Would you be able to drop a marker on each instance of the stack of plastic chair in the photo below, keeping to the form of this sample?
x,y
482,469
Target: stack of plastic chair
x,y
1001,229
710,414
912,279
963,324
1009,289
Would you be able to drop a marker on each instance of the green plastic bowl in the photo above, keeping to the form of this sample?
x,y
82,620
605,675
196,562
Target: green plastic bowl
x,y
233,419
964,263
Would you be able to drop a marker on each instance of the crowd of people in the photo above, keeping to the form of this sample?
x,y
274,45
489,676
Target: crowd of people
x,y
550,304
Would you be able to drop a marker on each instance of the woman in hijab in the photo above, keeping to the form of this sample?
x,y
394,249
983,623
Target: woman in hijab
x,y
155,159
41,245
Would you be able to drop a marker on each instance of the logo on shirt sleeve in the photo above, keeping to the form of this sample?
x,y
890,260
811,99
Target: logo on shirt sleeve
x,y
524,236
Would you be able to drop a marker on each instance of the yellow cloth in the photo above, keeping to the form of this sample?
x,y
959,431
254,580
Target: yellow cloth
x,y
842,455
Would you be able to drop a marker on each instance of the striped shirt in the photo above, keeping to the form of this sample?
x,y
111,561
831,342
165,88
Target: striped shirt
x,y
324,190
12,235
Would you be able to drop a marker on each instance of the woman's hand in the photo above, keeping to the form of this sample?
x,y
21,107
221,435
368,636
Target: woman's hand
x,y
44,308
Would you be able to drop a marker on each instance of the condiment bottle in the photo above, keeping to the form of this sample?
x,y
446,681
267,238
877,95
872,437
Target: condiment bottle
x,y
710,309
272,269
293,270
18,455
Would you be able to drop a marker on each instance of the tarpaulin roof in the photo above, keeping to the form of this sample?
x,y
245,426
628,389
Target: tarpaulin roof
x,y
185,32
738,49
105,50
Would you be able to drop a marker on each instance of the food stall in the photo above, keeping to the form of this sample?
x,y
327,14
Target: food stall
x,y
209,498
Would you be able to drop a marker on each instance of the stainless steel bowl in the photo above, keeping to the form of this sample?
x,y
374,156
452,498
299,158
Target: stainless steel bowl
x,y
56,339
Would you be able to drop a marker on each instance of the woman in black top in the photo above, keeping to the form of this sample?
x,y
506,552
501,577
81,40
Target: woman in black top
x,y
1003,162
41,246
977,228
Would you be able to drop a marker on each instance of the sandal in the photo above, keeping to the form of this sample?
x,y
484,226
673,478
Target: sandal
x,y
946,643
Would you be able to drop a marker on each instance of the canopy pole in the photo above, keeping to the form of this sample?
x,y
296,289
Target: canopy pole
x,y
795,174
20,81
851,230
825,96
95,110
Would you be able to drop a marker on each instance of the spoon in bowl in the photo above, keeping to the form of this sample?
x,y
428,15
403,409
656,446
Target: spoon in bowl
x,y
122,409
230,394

◇ ◇ ◇ ◇

YOUR TASK>
Generate an exact reproduction of all entries.

EXERCISE SOLUTION>
Would you be able to drop a marker on each instance of the stack of plastic chair in the photo below, keeping to the form of this sample?
x,y
482,469
Target: stack of plastic chair
x,y
1001,229
710,414
912,279
963,324
1009,289
Would you be able to drop a marker on each instance of the green plastic bowl in the photo above, keeping to the form of this sample?
x,y
82,620
605,675
196,562
Target: green plastic bowl
x,y
233,419
964,263
Would you be able to drop a marker on each instance of the crowd of people in the photo above, keeping to the form of this sample?
x,y
274,45
489,676
Target: crowd of people
x,y
550,304
Would you be able to drop a marker on each instance of the woman in hijab in the photo above, keeping to the form of this sample?
x,y
394,249
983,623
Target: woman in hijab
x,y
155,159
41,245
Would you be able to drop a marker on each instance of the logo on shirt sleeve in the photo above, keeping to the form of this sample?
x,y
890,260
811,99
Target: logo on shirt sleeve
x,y
524,236
Would you be able to drop a marker on each instance of the yellow cloth in the photo above, keeping to the form of this sample?
x,y
959,431
254,580
Target: yellow cloth
x,y
842,455
Would you be able to drop a marker on each instance of the striped shirt in the photo above, keeping to the form of this sample?
x,y
111,561
831,342
165,88
Target: striped shirt
x,y
324,190
12,235
Would you be able to drop a marker on each instance of the woman's hand in the photo above, keeping to the form of this sample?
x,y
21,107
221,435
368,636
Target: woman's hand
x,y
44,308
Would you be able to drop a marker on each instance of the condiment bottle in the photo above, keeping to the form of this sample?
x,y
446,681
267,238
877,95
872,437
Target: condiment bottle
x,y
710,309
272,269
293,270
18,455
Would you be able to drop a marker on each instance of the tarpaulin roof in the photo above, keeping to the form of this sample?
x,y
245,426
628,389
Target: tarpaulin roof
x,y
185,32
738,49
105,50
Would you be able to drop a marker on each instance of the food stall in the photo above, keeping to the form of this sample?
x,y
327,14
Target: food stall
x,y
209,498
Would you be able to drop a marker on each instance of the stainless steel bowl in the photo above, keeping to the form of this sample?
x,y
374,156
452,498
299,158
Target: stainless steel bowl
x,y
56,339
Would you be able to drop a marker on each instance of the woman in black top in the photo above, keeping to the form of this sample?
x,y
506,552
501,577
81,40
Target: woman in black top
x,y
1003,162
41,246
977,228
Would you be able to drop a marker on each instance of the sandal in the photo above, keeping to the form of this sample?
x,y
484,226
673,478
Target: sandal
x,y
946,643
Would you be able to drop a marker on each instance of the canopy pole in the photo above, keeping to the form of this sample?
x,y
296,289
Target: canopy pole
x,y
795,174
20,81
851,230
825,96
95,110
Would you be able to drop a marker on each instance of the spoon in bowl in the photo above, keeping to the form of this sample?
x,y
428,15
403,409
656,446
Target: spoon in bowl
x,y
122,409
230,394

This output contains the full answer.